→ **Provided material**

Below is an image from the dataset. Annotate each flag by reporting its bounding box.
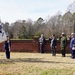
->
[0,22,7,43]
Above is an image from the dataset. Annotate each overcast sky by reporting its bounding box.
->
[0,0,75,23]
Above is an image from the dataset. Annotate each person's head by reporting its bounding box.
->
[61,32,65,37]
[41,34,44,38]
[6,36,9,41]
[71,32,75,38]
[52,34,55,38]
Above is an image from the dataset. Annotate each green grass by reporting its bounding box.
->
[0,52,75,75]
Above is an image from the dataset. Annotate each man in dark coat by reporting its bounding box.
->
[4,36,11,59]
[39,34,46,53]
[70,33,75,58]
[50,34,57,56]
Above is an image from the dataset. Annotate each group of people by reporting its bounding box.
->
[3,32,75,59]
[39,32,75,59]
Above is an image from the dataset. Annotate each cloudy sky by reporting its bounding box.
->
[0,0,75,23]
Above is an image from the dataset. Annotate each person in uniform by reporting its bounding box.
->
[39,34,46,53]
[4,36,11,59]
[50,34,57,56]
[60,33,67,57]
[70,33,75,58]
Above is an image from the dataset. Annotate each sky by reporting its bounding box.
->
[0,0,75,23]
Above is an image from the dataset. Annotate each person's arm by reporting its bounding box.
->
[70,39,73,49]
[65,37,67,47]
[9,40,11,52]
[54,39,57,48]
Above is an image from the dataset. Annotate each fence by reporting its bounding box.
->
[0,38,71,53]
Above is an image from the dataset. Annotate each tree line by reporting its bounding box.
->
[2,1,75,39]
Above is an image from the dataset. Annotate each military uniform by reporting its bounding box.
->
[60,36,67,57]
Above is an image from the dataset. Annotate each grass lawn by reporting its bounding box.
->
[0,52,75,75]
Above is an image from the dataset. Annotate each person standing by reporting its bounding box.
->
[50,34,57,56]
[70,33,75,58]
[39,34,46,53]
[60,33,67,57]
[4,36,11,59]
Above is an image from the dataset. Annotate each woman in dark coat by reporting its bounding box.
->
[4,36,11,59]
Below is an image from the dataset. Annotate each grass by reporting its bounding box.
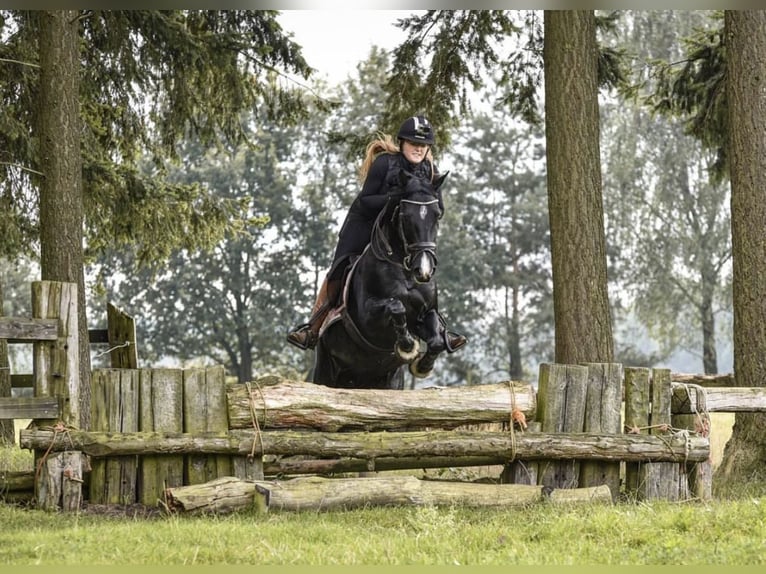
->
[2,413,764,565]
[1,493,764,565]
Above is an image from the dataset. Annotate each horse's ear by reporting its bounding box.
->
[398,169,412,188]
[433,171,449,190]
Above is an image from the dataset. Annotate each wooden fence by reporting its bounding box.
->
[13,362,742,512]
[4,282,766,512]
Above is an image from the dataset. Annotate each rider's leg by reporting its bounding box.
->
[287,275,341,350]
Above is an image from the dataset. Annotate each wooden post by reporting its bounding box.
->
[139,368,183,506]
[31,280,80,426]
[183,365,233,484]
[578,363,623,500]
[643,368,682,501]
[31,281,82,510]
[624,366,650,499]
[0,282,13,445]
[536,363,588,489]
[89,369,139,504]
[106,302,138,368]
[671,382,713,500]
[625,367,683,500]
[36,450,87,511]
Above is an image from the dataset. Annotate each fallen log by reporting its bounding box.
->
[671,383,766,413]
[20,428,710,463]
[671,373,736,387]
[226,376,536,431]
[164,475,613,513]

→ **Brief**
Give all the records again, exactly, without images.

→ **Response**
Below is an image from the dataset. Annotate each flag by reporting its bounding box.
->
[0,22,7,43]
Above is an image from the dataset. Annotate each overcast sky by reporting its bounding box.
->
[0,0,75,23]
Above is an image from the dataset. Annotate each person's head by reporting its bounding box.
->
[61,32,65,37]
[41,34,44,38]
[6,36,9,41]
[71,32,75,38]
[52,34,55,38]
Above is an image from the dataset. Annotate each green grass by reporting its bounding box.
->
[0,52,75,75]
Above is an image from the dataset. Annotate each man in dark coat by reporting its bounding box.
->
[4,36,11,59]
[39,34,46,53]
[70,33,75,58]
[50,34,57,56]
Above is an image from the dataset. Annotate each group of people by reporting its bounding box.
->
[3,32,75,59]
[39,32,75,59]
Above is an image from the dataset. Annotate each cloudy sky by reporting its bounding box.
->
[0,0,75,23]
Above is an image from the dataset. Annotate each person in uniform by reporting its bounding box.
->
[39,34,46,53]
[4,36,11,59]
[50,34,57,56]
[60,33,67,57]
[70,33,75,58]
Above is an image from the dataset. Annotate each sky by reporting its bounding box.
->
[0,0,75,23]
Above is an image from the dataset. Annotate each person's arm by reporting its bounding box.
->
[70,39,73,49]
[65,37,67,47]
[9,40,11,52]
[54,39,57,48]
Above is an image from the dataset. Annotate each fence by reporting its bounding box.
->
[0,38,71,53]
Above is an image from the dataset. Annotate each tree line by reporting its bounding box.
->
[2,1,75,39]
Above is an image from the dataset. Annotate each military uniform by reporting its bounding box.
->
[60,36,67,57]
Above is an image from the dataset. Annotate each grass lawn by reporting its bounding box.
->
[0,52,75,75]
Above is an image from the dataset. Annotate each person standing by reporting its bounding box.
->
[50,34,57,56]
[70,33,75,58]
[39,34,46,53]
[60,33,67,57]
[4,36,11,59]
Above is an image from the dataset. Annotate each woman in dark coat by reporting its bounding box.
->
[4,36,11,59]
Below is an image from the dataset. Annotate each grass by reporting its bounding box.
->
[2,413,764,565]
[1,493,764,565]
Above is an image from the dataset. Annotate each horse's ear by reporting its bounding box.
->
[398,169,412,188]
[433,171,449,190]
Above is an image from the dataset. Annotate each wooden fence by reporting its bounding box.
->
[13,362,742,512]
[4,282,766,512]
Above is an image from the dataset. Annotate each rider's leg by reporting its bounding box.
->
[287,275,341,350]
Above is an image from the dataset. Annotate each wooden post by reporting its bounding box.
->
[139,368,183,506]
[31,280,80,426]
[183,365,233,484]
[578,363,623,500]
[643,368,682,501]
[31,281,82,510]
[624,366,650,499]
[0,282,13,445]
[536,363,588,489]
[89,369,139,504]
[106,302,138,368]
[671,382,713,500]
[625,367,683,500]
[36,450,87,511]
Above is an image from the dataset. Annotate each fallen log by reporting its bounding box.
->
[671,383,766,413]
[20,428,710,463]
[671,373,736,387]
[226,376,536,431]
[164,475,613,513]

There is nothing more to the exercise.